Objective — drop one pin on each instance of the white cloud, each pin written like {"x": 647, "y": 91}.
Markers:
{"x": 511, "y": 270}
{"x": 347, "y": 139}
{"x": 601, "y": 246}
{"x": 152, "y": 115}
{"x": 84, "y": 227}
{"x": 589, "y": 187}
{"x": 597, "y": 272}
-- -- --
To do
Print out the listing in full, exactly as it appears.

Your solution
Objective — drop one pin on each instance of the white cloud, each pin written like {"x": 647, "y": 91}.
Markers:
{"x": 511, "y": 270}
{"x": 347, "y": 139}
{"x": 601, "y": 246}
{"x": 152, "y": 115}
{"x": 84, "y": 227}
{"x": 589, "y": 187}
{"x": 597, "y": 272}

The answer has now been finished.